## AIM OF THE TASK
In the records below, locate the line containing "Would you please locate the girl's neck", then output that line and all later lines exactly, through the last one.

## PROVIDED ENTRIES
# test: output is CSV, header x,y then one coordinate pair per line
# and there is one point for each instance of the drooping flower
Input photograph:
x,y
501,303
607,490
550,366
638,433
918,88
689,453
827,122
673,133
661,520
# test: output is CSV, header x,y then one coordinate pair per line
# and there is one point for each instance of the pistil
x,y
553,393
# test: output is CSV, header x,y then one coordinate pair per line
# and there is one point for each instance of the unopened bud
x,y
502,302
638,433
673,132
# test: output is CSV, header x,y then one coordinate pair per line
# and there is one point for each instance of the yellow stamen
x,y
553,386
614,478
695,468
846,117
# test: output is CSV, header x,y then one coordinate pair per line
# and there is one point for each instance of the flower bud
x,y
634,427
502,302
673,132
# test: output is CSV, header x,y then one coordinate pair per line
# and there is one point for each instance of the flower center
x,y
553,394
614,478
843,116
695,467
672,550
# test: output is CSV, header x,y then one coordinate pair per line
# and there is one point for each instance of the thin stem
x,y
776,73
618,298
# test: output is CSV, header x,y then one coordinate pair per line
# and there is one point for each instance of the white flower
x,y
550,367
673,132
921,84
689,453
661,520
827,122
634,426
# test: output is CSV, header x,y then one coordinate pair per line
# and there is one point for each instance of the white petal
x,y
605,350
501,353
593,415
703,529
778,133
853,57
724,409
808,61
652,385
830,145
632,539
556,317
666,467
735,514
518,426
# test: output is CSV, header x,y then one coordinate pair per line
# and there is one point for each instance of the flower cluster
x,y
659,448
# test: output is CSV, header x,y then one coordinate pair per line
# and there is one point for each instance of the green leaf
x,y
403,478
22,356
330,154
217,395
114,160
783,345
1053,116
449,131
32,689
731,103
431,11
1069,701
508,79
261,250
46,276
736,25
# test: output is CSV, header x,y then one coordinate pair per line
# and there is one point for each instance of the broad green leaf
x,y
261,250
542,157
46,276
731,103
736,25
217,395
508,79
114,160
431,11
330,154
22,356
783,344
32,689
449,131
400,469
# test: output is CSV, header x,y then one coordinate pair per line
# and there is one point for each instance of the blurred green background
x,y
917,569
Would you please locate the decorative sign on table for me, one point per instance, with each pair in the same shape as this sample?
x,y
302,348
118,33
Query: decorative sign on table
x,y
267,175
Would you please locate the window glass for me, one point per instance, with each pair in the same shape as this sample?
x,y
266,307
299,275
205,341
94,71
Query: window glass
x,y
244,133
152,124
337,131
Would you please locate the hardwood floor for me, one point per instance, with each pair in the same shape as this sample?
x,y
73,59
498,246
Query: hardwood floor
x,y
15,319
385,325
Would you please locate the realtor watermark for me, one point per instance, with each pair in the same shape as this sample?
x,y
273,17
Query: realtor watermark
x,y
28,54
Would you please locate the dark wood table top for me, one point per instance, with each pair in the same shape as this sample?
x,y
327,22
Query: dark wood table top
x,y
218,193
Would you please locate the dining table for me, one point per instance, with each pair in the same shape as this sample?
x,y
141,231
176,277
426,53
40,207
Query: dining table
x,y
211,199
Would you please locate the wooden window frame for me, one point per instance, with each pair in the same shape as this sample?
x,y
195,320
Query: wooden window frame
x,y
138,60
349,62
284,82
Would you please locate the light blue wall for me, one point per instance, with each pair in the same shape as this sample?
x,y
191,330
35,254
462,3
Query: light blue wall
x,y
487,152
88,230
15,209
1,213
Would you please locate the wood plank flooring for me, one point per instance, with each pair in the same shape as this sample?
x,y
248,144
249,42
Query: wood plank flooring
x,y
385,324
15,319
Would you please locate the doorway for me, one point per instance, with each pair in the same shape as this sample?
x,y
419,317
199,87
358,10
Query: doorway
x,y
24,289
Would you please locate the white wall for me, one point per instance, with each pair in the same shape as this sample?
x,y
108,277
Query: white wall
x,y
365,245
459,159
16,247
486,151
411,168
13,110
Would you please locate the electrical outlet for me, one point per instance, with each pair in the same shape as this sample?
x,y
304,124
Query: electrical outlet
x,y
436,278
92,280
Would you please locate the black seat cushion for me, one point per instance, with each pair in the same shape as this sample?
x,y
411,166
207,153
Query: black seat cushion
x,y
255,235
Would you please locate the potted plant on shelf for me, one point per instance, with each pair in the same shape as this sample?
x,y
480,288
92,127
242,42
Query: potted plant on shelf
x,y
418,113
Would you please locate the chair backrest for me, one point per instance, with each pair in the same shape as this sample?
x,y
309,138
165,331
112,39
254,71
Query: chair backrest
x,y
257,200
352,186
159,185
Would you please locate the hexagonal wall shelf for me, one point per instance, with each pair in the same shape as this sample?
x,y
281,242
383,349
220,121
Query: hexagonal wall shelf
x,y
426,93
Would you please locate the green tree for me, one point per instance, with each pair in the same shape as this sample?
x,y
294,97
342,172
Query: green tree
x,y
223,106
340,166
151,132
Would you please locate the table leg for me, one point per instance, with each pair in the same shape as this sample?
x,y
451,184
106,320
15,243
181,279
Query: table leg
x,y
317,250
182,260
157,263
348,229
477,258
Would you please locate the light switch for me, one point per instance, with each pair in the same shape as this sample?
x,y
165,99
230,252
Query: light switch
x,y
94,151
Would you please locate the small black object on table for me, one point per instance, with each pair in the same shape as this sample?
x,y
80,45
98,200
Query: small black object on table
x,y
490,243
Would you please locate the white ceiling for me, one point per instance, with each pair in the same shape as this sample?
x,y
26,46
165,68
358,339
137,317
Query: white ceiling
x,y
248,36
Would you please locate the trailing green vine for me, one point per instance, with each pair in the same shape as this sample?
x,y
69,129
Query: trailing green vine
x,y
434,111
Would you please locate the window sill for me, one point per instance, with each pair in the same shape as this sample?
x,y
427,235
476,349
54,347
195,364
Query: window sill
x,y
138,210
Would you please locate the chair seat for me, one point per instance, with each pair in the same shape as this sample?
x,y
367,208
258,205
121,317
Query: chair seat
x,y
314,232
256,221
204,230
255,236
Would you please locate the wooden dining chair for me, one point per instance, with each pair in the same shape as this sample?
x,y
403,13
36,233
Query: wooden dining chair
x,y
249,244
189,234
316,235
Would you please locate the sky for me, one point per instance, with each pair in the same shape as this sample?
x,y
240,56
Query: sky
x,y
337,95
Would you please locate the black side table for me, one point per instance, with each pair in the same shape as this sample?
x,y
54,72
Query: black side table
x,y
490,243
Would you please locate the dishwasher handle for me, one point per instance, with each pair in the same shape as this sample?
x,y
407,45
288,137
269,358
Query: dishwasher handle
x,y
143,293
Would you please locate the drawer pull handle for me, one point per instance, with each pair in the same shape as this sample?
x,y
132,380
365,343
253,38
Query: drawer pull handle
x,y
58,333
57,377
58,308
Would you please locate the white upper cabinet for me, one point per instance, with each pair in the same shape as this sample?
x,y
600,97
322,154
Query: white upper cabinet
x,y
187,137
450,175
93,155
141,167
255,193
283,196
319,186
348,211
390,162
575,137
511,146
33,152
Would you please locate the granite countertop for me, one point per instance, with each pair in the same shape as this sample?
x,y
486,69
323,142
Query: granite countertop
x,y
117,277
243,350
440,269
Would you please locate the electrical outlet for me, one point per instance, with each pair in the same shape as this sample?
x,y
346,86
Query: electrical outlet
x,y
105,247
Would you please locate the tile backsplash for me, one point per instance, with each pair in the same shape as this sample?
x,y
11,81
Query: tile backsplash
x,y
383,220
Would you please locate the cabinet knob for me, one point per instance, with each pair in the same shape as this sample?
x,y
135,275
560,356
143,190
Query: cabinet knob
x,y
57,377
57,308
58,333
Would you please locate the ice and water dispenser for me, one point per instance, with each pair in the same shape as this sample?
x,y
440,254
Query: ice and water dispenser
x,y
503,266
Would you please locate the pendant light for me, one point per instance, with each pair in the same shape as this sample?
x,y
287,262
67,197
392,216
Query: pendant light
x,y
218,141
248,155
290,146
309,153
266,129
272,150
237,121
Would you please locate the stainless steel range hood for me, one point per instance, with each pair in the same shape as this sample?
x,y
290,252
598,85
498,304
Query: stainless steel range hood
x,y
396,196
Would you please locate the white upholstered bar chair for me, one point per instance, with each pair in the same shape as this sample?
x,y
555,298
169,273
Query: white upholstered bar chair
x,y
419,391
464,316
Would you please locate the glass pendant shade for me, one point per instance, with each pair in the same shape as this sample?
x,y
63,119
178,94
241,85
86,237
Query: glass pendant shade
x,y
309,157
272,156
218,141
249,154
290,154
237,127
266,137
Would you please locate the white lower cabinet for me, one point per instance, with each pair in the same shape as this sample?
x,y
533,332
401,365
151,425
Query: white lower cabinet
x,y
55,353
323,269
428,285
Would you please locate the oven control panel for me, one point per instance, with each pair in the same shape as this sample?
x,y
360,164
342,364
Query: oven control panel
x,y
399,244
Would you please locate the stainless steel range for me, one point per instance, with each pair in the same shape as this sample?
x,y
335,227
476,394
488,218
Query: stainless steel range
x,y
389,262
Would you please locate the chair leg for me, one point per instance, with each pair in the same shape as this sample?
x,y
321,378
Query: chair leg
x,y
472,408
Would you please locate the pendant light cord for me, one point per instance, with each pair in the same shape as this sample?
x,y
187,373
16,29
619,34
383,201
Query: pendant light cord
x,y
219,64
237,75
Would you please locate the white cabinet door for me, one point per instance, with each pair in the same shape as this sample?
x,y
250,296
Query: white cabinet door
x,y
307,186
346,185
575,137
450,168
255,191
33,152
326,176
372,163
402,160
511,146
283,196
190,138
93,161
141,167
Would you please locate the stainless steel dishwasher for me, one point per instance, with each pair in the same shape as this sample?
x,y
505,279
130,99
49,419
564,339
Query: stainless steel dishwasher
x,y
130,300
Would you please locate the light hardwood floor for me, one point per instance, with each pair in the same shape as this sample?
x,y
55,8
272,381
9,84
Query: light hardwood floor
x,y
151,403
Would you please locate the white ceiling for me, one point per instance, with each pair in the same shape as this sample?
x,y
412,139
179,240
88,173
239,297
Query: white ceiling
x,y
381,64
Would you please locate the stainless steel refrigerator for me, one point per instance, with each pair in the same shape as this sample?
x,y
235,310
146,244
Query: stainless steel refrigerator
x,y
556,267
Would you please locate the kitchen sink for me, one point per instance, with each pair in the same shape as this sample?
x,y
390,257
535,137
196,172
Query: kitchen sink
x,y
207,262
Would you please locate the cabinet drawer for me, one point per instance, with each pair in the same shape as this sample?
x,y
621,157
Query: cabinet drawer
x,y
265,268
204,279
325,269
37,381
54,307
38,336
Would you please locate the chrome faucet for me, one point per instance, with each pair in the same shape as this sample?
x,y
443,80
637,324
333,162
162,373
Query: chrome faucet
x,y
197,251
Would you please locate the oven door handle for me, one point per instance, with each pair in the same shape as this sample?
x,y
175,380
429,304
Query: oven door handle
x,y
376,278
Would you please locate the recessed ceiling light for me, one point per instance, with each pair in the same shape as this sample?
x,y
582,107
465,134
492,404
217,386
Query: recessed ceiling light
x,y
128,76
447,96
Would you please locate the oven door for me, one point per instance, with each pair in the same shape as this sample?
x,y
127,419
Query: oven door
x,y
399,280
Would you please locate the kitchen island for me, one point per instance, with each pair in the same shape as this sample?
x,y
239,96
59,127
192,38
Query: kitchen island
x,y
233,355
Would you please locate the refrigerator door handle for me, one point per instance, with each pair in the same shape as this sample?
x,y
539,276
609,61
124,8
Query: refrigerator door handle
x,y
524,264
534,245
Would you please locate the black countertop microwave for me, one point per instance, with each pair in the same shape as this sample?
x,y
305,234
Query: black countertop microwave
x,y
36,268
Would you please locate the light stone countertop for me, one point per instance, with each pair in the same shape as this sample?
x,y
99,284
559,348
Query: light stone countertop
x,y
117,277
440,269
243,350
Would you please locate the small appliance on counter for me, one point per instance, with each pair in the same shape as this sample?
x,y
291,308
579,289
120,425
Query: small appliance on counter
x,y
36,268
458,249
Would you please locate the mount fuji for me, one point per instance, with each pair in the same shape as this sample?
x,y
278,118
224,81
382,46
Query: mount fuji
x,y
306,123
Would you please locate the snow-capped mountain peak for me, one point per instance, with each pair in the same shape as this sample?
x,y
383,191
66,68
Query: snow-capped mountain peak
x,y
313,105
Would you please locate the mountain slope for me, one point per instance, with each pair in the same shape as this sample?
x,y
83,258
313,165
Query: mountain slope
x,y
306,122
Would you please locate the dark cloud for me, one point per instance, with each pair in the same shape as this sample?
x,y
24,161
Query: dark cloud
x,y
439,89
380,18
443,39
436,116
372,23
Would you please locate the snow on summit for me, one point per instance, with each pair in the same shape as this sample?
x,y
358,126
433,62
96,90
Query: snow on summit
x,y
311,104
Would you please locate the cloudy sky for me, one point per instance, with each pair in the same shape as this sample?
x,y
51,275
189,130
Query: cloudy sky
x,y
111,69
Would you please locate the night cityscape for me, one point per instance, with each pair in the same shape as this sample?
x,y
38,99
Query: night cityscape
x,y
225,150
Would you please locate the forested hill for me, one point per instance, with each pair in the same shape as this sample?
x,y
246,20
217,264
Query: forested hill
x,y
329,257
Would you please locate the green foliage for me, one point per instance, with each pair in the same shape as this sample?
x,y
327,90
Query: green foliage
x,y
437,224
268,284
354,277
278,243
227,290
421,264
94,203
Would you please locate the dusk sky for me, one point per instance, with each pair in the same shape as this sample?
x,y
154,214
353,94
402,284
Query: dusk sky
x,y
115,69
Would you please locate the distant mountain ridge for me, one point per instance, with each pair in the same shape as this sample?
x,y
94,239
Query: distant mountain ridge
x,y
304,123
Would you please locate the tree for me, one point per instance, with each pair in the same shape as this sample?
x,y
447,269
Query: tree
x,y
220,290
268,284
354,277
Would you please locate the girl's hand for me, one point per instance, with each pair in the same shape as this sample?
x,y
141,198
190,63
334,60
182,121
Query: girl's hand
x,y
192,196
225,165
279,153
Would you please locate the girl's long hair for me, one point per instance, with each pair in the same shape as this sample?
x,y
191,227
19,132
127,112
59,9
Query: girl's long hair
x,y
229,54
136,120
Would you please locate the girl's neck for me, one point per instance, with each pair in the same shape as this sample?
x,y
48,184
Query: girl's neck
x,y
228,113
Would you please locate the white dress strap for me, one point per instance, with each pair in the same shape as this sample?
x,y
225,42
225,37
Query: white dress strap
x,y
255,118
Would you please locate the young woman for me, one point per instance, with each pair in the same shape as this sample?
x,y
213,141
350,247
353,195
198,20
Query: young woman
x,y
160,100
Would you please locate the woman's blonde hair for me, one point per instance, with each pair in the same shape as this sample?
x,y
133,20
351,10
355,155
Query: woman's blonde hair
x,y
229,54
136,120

## WRITTEN SOLUTION
Would you please locate the girl's neck for me, one point per instance, with each pair in the same shape as this sample?
x,y
48,184
Query: girl's neck
x,y
228,113
Would you please locate the white dress strap for me, one point per instance, with each pair in the same shape as this sample?
x,y
225,42
225,37
Query: white dress strap
x,y
255,118
Would you please locate the young woman for me, one point per instance, with each pair in the same shape as this sample?
x,y
213,141
350,247
353,195
198,20
Query: young woman
x,y
160,100
Would you please locate the woman's blonde hair for me, one point per instance, with each pair in the same shape as this sample?
x,y
133,20
351,10
355,155
Query: woman's blonde hair
x,y
229,54
136,120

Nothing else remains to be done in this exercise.